## [SELECTED EXCERPT]

A common technique to debug a routine memory leak scenario like this is to capture a heap snapshot first, then load it in the DevTools “Memory” tab and find out what is consuming the most memory by inspecting the various summaries and object attributes. In the DevTools UI, the heap snapshot can be taken in the “Memory” tab. For Node.js applications, the heap snapshot can be triggered programmatically using this API:

require('v8').writeHeapSnapshot();

They wanted to capture several snapshots at different points in the application’s life, so that DevTools Memory viewer could be used to show the difference between the heaps at different times. The problem was that capturing a single full-size (500 MB) snapshot was taking over 30 minutes!

It was this slowness in the memory analysis workflow that we needed to solve.

Narrowing the problem #

Then, Bloomberg engineers started investigating the issue using some V8 parameters. As described in the this post, Node.js and V8 have some nice command line parameters that can help with that. These options were used to create the heap snapshots, simplify the reproduction, and improve observability:

  • --max-old-space-size=100: This limits the heap to 100 megabytes and helps to reproduce the issue much faster.
  • --heapsnapshot-near-heap-limit=10: This is a Node.js specific command line parameter that tells Node.js to generate a snapshot each time it comes close to running out of memory. It is configured to generate up to 10 snapshots in total. This prevents thrashing where the memory-starved program spends a long time producing more snapshots than needed.
  • --enable-etw-stack-walking: This allows tools such as ETW, WPA & xperf to see the JS stack which has been called in V8. (available in Node.js v20+)
  • --interpreted-frames-native-stack: This flag is used in combination with tools like ETW, WPA & xperf to see the native stack when profiling. (available in Node.js v20+).

## [REQUIRED WORK]
**a)** Summarize the excerpt on heap snapshot debugging in exactly two sentences.
**b)** List every command line parameter named in the excerpt on heap snapshot debugging.
**c)** For each statement, state whether it agrees with the excerpt on heap snapshot debugging, and quote the deciding words: (i) Capturing one full-size snapshot took more than 30 minutes. (ii) The --max-old-space-size=100 option limits the heap to 100 gigabytes. (iii) The --heapsnapshot-near-heap-limit option is specific to V8.
The records that follow were drawn from a separate source.

(Rows from a pointing dataset)
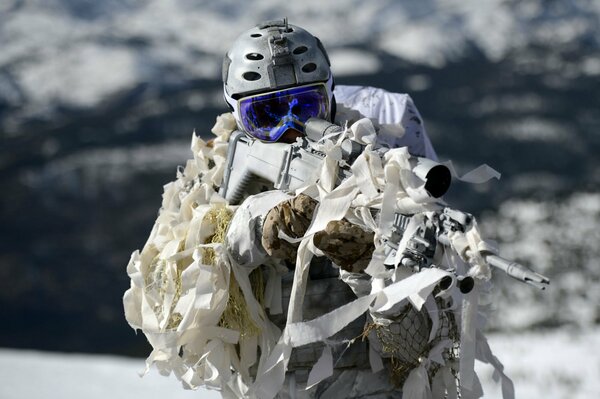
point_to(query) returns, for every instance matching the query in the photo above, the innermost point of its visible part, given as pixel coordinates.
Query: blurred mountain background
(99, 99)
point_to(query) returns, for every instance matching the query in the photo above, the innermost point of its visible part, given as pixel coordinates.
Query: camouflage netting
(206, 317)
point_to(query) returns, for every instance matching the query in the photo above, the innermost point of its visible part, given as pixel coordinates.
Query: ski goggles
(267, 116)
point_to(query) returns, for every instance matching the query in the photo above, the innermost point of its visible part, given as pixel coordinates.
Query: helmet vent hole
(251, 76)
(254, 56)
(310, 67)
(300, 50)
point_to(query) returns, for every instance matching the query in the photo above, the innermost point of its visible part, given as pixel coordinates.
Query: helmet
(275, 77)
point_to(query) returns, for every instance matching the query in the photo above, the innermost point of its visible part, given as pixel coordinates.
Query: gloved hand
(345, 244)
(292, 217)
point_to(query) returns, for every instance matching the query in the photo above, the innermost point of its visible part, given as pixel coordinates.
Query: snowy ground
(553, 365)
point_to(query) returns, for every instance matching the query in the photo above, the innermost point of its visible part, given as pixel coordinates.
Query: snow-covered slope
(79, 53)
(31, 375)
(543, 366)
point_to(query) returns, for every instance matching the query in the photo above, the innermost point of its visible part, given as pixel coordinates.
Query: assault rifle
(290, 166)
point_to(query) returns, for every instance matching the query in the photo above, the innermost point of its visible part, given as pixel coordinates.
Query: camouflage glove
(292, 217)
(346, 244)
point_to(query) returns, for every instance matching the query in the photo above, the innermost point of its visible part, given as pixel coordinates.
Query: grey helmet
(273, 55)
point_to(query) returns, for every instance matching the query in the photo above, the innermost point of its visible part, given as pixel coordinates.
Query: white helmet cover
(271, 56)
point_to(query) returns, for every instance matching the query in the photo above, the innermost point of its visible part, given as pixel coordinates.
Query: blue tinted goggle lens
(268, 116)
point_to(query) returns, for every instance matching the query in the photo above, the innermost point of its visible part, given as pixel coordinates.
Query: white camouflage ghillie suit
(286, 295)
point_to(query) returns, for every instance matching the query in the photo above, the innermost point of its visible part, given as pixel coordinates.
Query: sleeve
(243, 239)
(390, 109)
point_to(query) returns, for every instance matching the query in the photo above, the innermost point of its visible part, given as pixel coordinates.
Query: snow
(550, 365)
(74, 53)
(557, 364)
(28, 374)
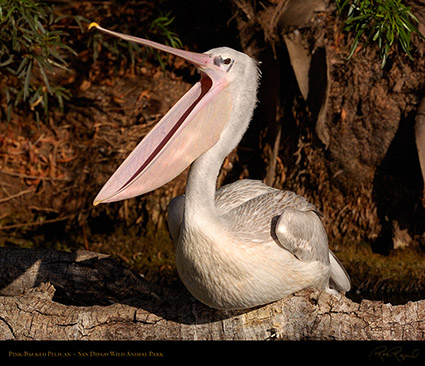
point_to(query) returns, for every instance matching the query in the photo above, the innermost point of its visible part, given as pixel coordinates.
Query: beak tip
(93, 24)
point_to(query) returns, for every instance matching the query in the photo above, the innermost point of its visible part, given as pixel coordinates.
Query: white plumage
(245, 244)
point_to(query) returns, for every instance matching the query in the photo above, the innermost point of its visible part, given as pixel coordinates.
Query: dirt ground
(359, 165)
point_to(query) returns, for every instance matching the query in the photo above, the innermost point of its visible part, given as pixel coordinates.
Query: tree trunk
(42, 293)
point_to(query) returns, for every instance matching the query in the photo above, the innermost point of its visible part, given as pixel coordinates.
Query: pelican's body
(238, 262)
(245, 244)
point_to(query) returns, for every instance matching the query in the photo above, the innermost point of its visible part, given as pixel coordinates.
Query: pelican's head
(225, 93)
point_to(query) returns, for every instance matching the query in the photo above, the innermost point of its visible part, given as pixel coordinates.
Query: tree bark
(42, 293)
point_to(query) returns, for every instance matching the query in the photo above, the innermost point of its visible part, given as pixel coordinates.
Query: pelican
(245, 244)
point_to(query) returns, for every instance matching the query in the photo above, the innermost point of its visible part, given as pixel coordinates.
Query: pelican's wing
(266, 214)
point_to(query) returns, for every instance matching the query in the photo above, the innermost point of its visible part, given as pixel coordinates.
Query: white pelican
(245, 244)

* * *

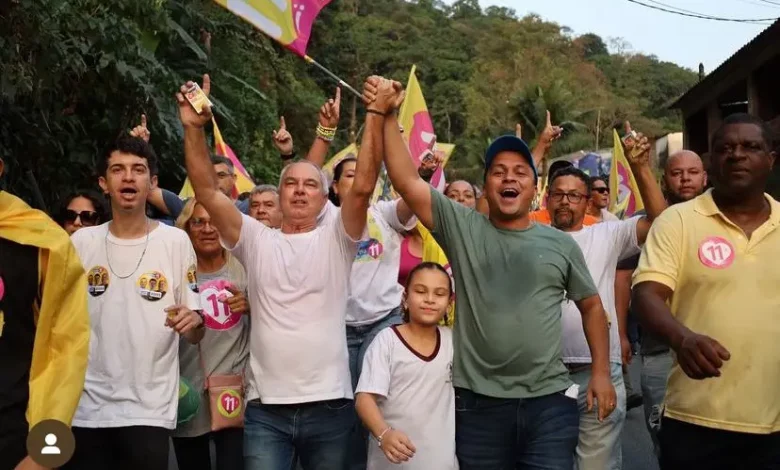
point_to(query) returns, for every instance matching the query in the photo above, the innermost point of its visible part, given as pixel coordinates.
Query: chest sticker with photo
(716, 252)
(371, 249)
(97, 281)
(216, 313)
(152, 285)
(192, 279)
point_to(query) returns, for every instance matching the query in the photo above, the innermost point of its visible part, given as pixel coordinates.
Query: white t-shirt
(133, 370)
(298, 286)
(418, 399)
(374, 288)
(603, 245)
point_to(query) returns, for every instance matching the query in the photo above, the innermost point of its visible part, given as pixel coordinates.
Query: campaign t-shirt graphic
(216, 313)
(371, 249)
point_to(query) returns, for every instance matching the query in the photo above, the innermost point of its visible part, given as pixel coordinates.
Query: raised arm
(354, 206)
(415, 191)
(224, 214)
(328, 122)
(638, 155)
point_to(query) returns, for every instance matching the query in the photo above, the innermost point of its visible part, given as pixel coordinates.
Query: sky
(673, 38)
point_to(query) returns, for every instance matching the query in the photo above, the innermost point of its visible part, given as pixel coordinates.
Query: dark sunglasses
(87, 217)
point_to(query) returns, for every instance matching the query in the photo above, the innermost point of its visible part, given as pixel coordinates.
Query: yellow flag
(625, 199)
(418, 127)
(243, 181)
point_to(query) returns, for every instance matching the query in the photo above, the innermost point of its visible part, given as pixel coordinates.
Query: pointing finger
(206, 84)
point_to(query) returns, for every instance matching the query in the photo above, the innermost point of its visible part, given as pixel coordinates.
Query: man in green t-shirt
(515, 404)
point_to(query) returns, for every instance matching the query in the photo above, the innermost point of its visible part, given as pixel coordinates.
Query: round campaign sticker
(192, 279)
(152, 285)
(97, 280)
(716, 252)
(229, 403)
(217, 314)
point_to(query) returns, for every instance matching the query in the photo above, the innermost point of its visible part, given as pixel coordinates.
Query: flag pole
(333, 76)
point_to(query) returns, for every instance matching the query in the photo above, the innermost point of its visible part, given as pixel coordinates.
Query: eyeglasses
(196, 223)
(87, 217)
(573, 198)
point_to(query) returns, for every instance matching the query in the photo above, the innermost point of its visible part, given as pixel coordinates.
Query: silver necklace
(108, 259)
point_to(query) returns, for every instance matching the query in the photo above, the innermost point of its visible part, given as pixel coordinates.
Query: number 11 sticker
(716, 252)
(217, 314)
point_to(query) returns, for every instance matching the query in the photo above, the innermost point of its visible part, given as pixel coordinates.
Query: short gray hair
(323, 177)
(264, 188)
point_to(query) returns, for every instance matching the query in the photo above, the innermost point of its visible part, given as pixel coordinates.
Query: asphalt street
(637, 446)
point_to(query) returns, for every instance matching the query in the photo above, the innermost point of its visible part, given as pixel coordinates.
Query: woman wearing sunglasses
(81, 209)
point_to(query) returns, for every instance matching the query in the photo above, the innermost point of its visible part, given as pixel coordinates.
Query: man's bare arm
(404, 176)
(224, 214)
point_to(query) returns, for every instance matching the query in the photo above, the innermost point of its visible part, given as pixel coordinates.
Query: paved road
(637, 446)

...

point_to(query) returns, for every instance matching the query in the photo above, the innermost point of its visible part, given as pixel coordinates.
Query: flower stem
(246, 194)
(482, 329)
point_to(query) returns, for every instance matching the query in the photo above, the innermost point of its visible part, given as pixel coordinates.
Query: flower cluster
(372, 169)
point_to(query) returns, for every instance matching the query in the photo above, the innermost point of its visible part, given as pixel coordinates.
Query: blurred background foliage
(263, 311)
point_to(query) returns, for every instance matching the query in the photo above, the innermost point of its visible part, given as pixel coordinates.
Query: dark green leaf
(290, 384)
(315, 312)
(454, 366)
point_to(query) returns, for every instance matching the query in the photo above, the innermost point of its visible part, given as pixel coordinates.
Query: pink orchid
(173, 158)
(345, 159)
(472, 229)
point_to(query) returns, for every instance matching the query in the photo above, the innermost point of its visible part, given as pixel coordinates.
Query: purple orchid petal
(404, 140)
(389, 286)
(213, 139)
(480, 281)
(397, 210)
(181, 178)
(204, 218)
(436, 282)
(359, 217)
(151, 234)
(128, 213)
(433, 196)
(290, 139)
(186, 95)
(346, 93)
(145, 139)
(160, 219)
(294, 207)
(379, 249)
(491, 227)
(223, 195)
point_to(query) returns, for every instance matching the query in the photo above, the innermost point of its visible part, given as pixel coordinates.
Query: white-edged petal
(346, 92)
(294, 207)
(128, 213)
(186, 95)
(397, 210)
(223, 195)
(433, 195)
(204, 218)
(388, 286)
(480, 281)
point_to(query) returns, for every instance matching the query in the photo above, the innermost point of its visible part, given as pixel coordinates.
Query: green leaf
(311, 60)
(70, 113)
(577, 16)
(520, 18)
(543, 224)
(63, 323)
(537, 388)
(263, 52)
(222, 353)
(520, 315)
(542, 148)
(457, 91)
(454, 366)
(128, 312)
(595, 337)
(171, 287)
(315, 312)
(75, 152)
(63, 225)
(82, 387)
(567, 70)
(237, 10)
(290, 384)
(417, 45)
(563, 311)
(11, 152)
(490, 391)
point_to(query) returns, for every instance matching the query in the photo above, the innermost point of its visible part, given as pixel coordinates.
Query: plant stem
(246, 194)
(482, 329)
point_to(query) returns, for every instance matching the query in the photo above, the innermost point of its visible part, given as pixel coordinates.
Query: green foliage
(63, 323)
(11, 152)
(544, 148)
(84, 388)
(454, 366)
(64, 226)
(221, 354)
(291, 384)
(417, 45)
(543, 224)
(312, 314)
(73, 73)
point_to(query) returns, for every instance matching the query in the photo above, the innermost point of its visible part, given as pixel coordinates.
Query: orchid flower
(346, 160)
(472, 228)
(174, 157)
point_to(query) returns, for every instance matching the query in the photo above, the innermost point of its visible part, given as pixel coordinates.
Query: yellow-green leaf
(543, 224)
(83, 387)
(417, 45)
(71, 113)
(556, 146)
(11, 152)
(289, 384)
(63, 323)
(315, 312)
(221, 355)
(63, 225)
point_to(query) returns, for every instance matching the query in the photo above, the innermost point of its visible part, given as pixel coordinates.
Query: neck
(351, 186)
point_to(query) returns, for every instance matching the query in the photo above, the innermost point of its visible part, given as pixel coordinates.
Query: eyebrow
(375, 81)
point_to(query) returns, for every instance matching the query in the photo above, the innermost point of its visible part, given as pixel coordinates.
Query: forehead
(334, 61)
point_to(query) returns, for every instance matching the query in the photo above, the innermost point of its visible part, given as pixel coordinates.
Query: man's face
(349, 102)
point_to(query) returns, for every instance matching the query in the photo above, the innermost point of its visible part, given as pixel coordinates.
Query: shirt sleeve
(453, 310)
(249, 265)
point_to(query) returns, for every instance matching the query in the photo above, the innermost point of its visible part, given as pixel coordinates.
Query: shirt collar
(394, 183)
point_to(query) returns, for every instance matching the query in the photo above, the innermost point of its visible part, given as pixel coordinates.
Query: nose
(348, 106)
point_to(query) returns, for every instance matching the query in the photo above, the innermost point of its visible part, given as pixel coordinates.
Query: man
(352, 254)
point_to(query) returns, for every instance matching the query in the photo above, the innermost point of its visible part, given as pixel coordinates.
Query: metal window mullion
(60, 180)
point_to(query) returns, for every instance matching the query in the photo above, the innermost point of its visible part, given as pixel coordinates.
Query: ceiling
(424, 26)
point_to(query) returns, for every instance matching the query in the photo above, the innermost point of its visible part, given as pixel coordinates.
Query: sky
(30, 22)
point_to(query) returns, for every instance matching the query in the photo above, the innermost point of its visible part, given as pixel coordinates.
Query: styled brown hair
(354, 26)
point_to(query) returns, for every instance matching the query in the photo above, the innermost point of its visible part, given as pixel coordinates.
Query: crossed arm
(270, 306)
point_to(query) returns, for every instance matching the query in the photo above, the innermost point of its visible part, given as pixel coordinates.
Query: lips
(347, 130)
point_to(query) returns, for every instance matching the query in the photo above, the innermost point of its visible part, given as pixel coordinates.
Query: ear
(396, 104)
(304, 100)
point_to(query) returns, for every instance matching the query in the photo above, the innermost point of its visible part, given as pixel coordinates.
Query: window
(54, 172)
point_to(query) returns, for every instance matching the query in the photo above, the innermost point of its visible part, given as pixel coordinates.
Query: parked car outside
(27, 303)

## [ANSWERS TO THE TASKS]
**a)** Heap snapshots, which can be taken in the DevTools "Memory" tab or triggered in Node.js with require('v8').writeHeapSnapshot(), are a common way to find what consumes the most memory in a leak, but capturing a single 500 MB snapshot was taking over 30 minutes. To narrow the problem, Bloomberg engineers used Node.js and V8 command line parameters to create heap snapshots, simplify the reproduction, and improve observability.

**b)**
--max-old-space-size=100
--heapsnapshot-near-heap-limit=10
--enable-etw-stack-walking
--interpreted-frames-native-stack

**c)**
(i) Yes: "capturing a single full-size (500 MB) snapshot was taking over 30 minutes!"
(ii) No: "This limits the heap to 100 megabytes"
(iii) No: "This is a Node.js specific command line parameter"